Can you quote exactly the stretch of lines from the one with "For every instance of the large" through the final line of the material, both ends included?

-- start of GIVEN RECORDS --

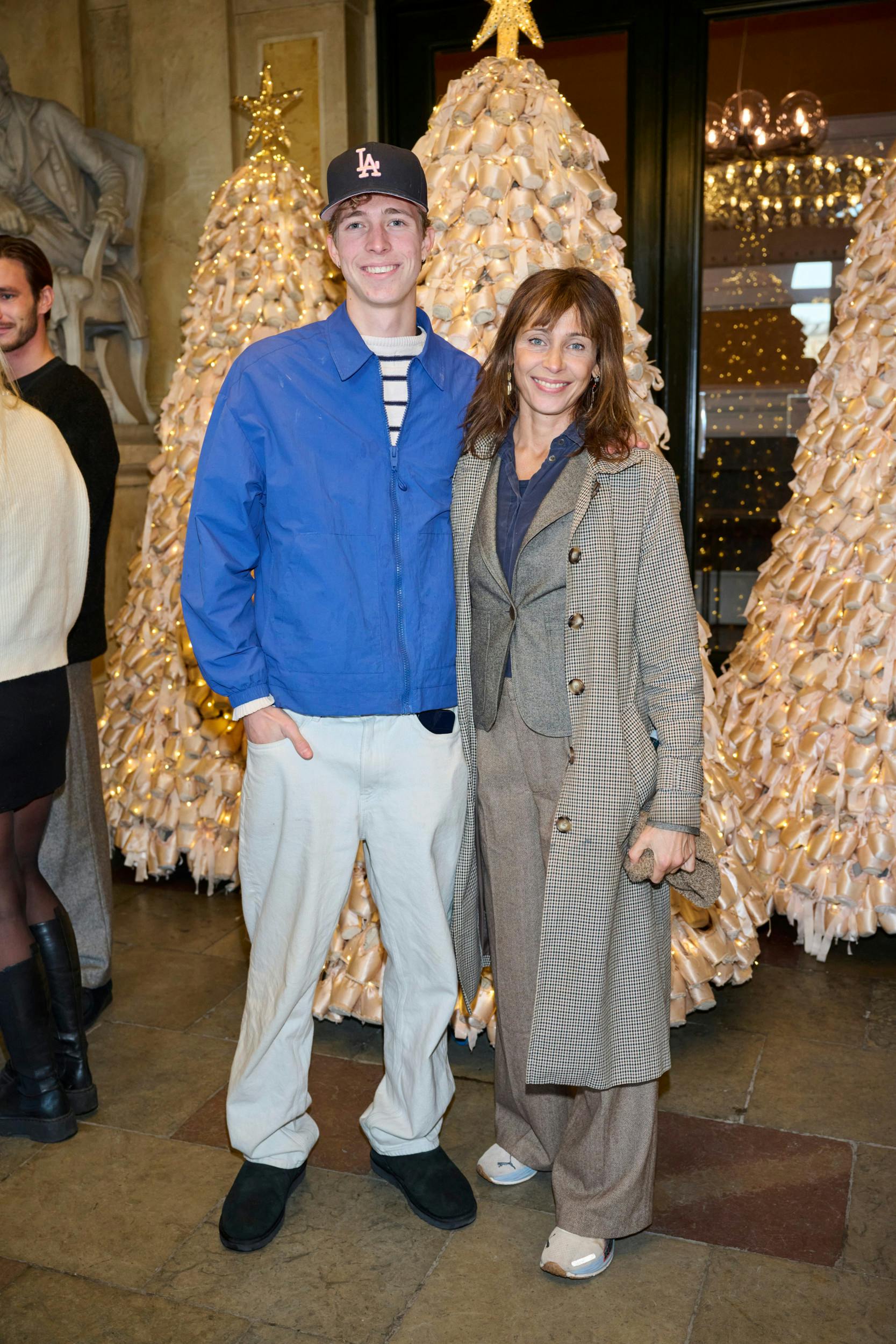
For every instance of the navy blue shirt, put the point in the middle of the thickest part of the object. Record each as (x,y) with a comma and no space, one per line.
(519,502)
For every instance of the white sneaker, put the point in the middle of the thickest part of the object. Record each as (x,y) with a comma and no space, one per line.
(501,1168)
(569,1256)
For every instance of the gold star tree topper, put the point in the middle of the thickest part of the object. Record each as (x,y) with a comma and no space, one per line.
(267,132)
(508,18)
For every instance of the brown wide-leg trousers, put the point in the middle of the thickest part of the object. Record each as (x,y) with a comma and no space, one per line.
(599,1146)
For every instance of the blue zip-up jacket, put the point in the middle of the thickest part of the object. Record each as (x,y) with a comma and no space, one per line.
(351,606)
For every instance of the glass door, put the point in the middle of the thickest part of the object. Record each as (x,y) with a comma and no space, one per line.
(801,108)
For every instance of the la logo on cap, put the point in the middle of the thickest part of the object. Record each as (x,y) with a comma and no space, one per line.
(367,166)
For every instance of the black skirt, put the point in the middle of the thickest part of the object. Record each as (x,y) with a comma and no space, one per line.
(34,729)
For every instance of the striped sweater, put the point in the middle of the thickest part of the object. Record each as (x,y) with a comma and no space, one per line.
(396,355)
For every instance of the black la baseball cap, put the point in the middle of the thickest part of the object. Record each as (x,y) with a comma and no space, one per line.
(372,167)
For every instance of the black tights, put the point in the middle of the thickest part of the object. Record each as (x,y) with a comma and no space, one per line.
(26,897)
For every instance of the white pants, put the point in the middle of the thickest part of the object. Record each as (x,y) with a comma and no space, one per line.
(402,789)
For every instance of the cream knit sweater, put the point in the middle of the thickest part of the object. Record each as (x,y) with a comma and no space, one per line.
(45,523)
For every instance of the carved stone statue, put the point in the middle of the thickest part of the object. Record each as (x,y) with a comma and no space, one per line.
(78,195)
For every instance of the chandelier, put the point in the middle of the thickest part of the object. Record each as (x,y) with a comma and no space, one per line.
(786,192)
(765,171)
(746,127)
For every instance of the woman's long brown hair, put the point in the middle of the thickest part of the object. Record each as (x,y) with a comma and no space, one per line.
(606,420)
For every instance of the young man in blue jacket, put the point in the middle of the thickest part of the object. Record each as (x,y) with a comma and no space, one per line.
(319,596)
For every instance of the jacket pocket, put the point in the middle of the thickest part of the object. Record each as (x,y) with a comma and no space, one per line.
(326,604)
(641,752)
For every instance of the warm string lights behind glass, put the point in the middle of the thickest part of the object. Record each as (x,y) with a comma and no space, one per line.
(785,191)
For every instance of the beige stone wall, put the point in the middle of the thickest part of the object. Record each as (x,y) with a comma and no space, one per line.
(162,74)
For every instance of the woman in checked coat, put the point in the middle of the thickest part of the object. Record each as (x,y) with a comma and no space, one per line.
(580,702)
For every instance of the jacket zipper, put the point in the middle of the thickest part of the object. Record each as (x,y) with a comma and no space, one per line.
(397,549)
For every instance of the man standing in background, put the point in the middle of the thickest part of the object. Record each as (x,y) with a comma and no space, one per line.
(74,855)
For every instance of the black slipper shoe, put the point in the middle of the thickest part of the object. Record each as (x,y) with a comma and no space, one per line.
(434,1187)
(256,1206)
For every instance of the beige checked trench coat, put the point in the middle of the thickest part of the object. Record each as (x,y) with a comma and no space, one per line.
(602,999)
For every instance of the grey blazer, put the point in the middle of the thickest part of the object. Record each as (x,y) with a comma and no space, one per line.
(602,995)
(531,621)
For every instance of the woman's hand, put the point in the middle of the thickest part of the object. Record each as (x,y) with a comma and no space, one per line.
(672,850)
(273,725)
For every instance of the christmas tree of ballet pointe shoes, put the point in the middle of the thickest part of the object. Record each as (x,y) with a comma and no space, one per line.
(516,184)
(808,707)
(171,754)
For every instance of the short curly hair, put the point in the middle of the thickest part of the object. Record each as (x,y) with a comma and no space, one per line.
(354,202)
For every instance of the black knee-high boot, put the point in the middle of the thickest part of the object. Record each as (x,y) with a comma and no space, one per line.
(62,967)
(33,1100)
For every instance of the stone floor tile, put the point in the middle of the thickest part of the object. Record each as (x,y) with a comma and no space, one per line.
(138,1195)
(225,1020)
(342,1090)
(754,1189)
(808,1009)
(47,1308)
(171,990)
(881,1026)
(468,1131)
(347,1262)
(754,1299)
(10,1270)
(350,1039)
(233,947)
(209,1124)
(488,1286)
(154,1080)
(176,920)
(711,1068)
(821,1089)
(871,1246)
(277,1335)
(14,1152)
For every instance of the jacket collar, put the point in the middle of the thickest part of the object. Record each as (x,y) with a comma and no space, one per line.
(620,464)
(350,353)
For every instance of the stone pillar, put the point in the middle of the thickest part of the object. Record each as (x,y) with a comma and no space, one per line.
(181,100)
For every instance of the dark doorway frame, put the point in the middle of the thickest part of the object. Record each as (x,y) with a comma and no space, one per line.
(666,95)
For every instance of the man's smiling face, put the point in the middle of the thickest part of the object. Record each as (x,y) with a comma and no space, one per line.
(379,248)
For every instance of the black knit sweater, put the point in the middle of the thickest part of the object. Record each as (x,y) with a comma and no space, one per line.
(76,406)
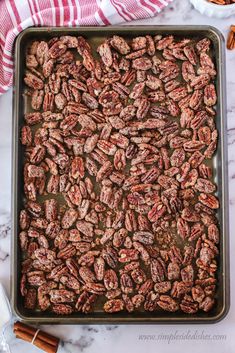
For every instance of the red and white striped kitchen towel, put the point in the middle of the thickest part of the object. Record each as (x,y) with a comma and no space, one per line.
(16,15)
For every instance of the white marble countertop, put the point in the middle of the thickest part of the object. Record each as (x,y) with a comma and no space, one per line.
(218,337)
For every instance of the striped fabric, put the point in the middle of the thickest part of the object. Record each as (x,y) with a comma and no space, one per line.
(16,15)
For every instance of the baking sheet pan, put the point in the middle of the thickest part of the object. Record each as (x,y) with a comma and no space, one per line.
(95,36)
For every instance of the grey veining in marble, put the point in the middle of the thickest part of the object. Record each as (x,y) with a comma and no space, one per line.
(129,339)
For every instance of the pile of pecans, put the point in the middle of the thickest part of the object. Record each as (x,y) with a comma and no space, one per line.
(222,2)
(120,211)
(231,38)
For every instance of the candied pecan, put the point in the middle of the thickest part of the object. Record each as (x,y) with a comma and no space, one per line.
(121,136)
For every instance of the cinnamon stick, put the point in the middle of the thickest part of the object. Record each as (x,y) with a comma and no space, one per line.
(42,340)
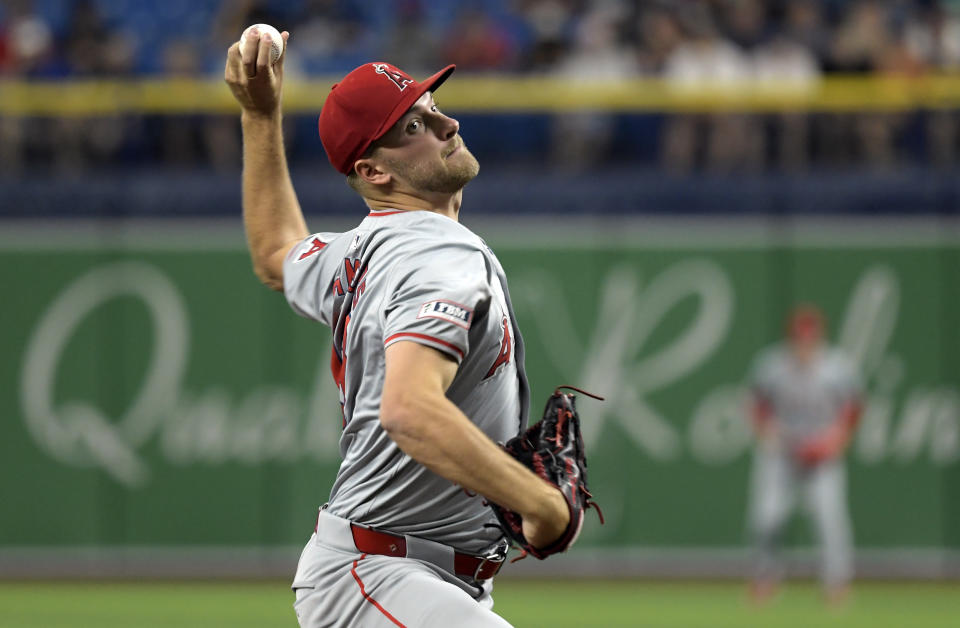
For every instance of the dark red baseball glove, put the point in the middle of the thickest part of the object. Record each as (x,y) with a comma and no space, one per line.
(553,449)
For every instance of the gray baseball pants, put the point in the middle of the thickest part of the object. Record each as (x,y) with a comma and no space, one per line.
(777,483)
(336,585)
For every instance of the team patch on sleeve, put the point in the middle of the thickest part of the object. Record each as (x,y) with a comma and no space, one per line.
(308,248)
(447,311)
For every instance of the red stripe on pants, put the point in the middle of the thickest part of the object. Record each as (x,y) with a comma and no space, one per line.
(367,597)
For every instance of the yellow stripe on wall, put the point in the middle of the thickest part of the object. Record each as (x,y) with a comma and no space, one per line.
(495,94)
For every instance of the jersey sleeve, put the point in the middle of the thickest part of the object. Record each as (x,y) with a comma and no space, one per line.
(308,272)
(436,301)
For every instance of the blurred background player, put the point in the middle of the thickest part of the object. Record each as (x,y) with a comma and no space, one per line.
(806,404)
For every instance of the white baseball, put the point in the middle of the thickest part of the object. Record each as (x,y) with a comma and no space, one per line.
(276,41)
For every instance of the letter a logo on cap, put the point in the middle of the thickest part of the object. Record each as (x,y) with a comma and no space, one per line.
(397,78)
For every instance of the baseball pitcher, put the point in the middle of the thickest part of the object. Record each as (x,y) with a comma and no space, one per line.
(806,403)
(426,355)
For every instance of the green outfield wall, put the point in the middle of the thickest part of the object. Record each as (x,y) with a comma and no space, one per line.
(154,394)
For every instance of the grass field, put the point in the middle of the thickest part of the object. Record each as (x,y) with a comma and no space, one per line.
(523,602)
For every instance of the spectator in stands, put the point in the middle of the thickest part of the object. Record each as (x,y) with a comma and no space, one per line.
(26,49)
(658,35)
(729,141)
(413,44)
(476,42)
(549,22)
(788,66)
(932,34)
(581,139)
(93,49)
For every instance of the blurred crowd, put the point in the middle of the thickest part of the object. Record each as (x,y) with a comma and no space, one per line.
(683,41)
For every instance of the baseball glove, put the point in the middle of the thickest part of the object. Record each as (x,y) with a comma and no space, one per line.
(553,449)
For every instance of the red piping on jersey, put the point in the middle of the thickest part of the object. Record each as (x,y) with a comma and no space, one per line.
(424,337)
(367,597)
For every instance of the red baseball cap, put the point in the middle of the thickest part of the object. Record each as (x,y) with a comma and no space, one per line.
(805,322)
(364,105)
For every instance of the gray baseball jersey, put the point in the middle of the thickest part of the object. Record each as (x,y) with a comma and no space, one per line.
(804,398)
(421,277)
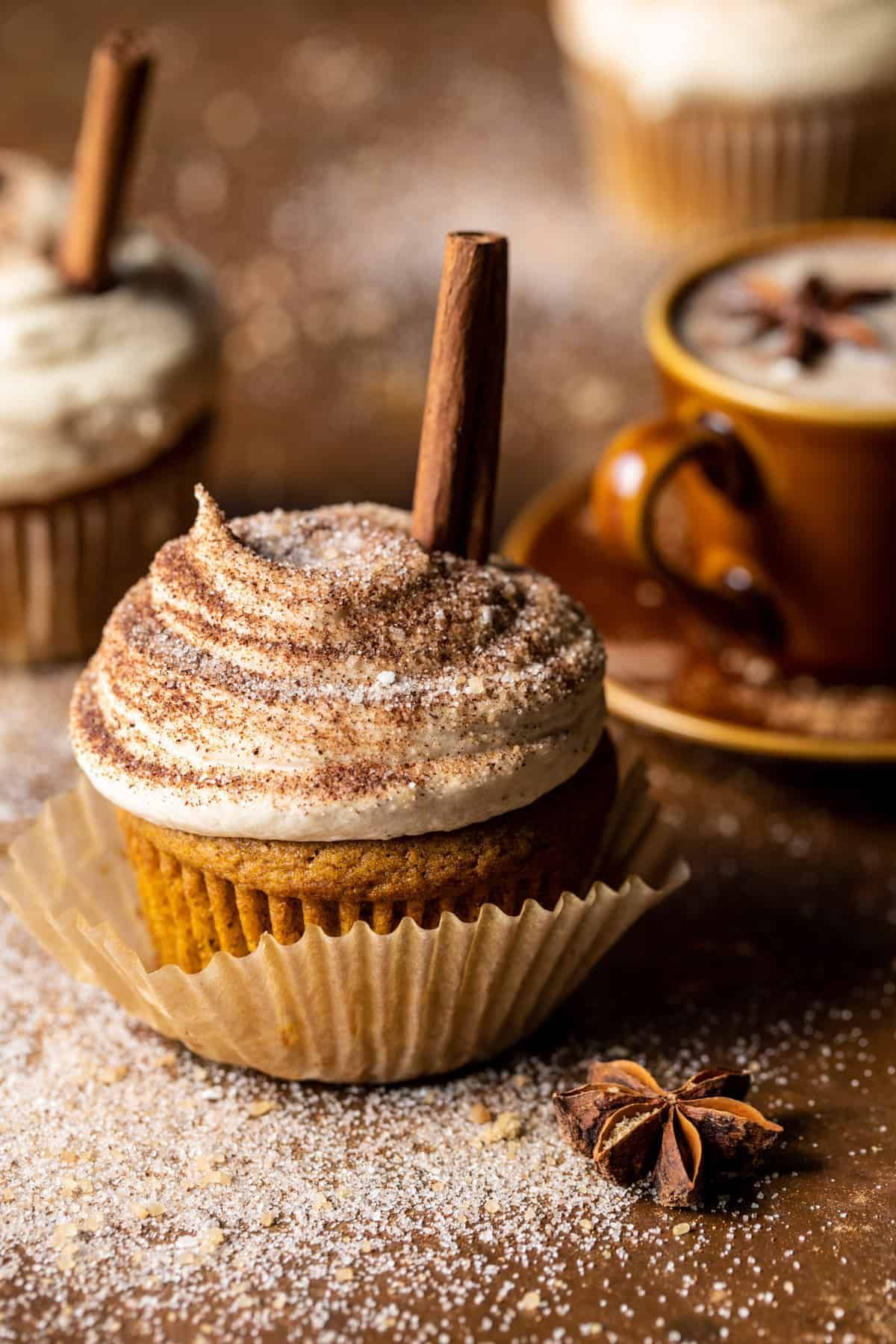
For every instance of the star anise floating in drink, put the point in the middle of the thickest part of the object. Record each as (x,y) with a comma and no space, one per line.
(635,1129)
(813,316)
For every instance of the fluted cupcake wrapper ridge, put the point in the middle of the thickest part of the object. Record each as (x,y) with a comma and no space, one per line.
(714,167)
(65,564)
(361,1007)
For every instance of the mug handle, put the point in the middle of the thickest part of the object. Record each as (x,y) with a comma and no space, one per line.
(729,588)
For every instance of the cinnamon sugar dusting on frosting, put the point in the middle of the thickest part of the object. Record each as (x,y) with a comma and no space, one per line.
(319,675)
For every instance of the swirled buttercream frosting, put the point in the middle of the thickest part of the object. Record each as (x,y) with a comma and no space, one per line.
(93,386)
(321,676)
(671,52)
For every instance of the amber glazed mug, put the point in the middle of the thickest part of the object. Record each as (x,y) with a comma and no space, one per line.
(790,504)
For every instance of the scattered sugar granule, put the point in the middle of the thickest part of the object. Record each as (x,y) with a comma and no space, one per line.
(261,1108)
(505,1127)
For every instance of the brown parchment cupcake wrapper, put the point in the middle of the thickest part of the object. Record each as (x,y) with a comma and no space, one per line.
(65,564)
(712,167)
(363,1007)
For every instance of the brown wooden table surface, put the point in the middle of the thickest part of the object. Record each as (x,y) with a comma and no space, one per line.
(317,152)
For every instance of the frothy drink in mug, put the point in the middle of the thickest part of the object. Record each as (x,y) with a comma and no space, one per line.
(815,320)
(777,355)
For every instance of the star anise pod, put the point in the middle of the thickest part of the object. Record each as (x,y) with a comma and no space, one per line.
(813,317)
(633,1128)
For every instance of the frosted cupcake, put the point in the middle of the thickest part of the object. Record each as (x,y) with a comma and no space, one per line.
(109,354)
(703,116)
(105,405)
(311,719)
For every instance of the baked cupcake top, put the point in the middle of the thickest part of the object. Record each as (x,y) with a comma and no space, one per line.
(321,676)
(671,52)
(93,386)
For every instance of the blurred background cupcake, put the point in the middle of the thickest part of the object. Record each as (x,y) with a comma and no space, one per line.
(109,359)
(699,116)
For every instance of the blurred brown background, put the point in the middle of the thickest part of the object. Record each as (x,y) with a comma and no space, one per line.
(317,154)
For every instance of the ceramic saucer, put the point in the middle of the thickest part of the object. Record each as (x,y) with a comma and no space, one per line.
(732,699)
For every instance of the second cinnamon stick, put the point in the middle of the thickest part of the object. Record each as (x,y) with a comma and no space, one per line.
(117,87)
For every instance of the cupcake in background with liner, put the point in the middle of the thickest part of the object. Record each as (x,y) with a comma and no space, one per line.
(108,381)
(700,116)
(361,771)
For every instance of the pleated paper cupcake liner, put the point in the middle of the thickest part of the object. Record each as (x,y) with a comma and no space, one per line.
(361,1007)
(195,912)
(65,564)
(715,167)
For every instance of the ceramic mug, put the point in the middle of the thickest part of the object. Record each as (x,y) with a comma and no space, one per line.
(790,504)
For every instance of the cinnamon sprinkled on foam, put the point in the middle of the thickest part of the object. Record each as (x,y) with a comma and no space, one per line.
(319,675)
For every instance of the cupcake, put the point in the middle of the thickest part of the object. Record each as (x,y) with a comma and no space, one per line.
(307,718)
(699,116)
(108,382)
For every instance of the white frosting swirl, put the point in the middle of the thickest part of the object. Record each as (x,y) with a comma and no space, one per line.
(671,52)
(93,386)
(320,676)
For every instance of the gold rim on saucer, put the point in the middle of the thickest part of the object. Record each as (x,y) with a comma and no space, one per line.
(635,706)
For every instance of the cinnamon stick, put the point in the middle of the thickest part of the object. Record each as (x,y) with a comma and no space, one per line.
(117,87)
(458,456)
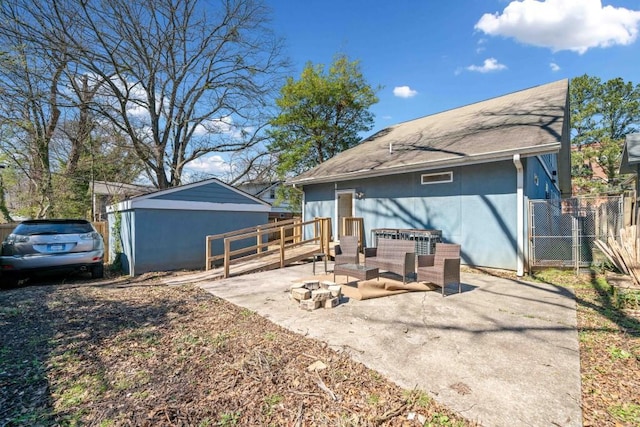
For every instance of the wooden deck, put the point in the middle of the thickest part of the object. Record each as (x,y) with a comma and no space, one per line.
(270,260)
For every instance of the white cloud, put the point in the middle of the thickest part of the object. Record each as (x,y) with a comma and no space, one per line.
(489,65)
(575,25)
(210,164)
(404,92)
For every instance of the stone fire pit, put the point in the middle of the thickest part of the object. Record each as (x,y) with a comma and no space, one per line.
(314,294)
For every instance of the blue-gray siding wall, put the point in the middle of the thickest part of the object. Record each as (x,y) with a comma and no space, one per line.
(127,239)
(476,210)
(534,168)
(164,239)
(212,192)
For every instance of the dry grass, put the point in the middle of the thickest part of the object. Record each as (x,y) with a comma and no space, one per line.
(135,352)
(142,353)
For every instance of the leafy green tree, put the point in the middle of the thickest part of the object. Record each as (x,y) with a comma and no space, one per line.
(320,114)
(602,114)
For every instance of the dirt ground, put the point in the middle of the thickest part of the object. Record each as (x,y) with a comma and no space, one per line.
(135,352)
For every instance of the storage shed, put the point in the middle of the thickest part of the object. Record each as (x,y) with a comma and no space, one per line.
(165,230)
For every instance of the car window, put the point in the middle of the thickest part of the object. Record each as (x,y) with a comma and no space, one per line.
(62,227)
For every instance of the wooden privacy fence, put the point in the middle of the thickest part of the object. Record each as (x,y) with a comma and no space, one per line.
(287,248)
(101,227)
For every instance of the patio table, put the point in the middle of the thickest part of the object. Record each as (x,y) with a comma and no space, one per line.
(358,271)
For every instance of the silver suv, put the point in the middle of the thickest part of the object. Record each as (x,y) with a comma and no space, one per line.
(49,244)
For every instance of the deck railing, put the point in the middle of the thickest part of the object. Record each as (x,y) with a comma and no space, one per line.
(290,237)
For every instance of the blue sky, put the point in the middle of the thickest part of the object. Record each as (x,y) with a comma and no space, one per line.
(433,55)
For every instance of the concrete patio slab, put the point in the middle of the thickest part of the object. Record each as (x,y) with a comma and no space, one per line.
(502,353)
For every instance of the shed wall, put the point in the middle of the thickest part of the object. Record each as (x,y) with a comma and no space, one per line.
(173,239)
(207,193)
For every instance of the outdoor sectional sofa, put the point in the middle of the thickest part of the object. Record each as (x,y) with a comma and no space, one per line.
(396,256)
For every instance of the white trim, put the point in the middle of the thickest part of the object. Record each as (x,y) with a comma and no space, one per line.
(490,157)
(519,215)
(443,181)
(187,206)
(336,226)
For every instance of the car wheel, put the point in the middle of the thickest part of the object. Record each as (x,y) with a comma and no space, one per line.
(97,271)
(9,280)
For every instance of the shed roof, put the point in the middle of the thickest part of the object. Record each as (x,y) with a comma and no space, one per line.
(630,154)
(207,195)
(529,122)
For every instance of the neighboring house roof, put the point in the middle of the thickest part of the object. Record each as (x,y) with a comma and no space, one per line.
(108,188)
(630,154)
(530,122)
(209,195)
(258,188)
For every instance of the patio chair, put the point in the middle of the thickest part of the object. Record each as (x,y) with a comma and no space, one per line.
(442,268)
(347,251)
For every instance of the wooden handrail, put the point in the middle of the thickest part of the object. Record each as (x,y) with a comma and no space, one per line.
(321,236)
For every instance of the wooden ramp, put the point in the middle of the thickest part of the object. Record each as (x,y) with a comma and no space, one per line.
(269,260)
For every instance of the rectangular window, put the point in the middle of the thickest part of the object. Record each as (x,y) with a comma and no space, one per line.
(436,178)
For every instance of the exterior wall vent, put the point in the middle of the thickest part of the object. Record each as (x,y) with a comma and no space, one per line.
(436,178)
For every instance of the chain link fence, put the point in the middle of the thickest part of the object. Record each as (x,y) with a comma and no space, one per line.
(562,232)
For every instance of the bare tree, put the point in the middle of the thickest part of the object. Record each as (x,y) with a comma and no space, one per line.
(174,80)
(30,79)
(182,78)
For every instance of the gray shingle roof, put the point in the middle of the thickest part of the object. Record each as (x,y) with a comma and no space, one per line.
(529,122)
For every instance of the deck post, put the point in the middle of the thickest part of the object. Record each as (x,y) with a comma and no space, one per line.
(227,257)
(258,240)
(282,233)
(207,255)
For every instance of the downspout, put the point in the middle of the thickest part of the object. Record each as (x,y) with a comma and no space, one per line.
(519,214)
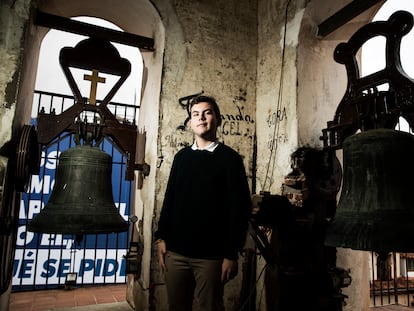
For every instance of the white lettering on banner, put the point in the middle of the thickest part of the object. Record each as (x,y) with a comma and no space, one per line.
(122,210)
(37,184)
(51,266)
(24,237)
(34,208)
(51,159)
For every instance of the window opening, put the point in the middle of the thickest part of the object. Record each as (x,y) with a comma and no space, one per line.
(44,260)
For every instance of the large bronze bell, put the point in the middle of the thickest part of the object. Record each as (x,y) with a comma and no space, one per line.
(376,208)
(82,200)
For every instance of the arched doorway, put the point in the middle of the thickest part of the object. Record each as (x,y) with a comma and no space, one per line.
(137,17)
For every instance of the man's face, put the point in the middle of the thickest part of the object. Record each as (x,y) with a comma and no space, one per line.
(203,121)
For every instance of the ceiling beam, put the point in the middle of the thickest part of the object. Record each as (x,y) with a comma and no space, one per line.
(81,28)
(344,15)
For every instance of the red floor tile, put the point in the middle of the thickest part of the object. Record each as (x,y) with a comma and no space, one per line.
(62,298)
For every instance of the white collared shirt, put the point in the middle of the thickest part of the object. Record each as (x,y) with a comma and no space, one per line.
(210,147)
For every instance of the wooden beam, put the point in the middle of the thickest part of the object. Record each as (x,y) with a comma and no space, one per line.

-- end of GIVEN RECORDS --

● **FINAL RESULT**:
For every instance of the large bronze bell, put the point in the middle of the thickest part of the object. Record each as (x,y) with a comma and no space, one per line.
(376,208)
(82,200)
For every instance of the arched doorway, put the point in the middle of the thickest part of the object. Record each as (x,y) with a comma and no space, one per line.
(137,17)
For every instance of the man's face, put the point in the middle of the thickest part of the object. Record each as (x,y) with a comma and no space, one per line.
(203,121)
For every instance of the ceiling beam, put the point in the middle of the thickest part of the object. Record each as (x,y) with a comma and no space, one per line.
(81,28)
(344,15)
For every instance of the red floor tile, put the point in the middle of the thickest part of the object. Record each as (x,y) with a comma and no space, one per line.
(62,298)
For every instance of the white collared shirt, put the point in the middle of the thickest part of the object. Record each as (x,y) with a comma and no space, one per line.
(210,147)
For every instance of the wooden beam, put the point in the middle of the thickest part of the object. Record each as (x,y) with a comma and no space, one per line.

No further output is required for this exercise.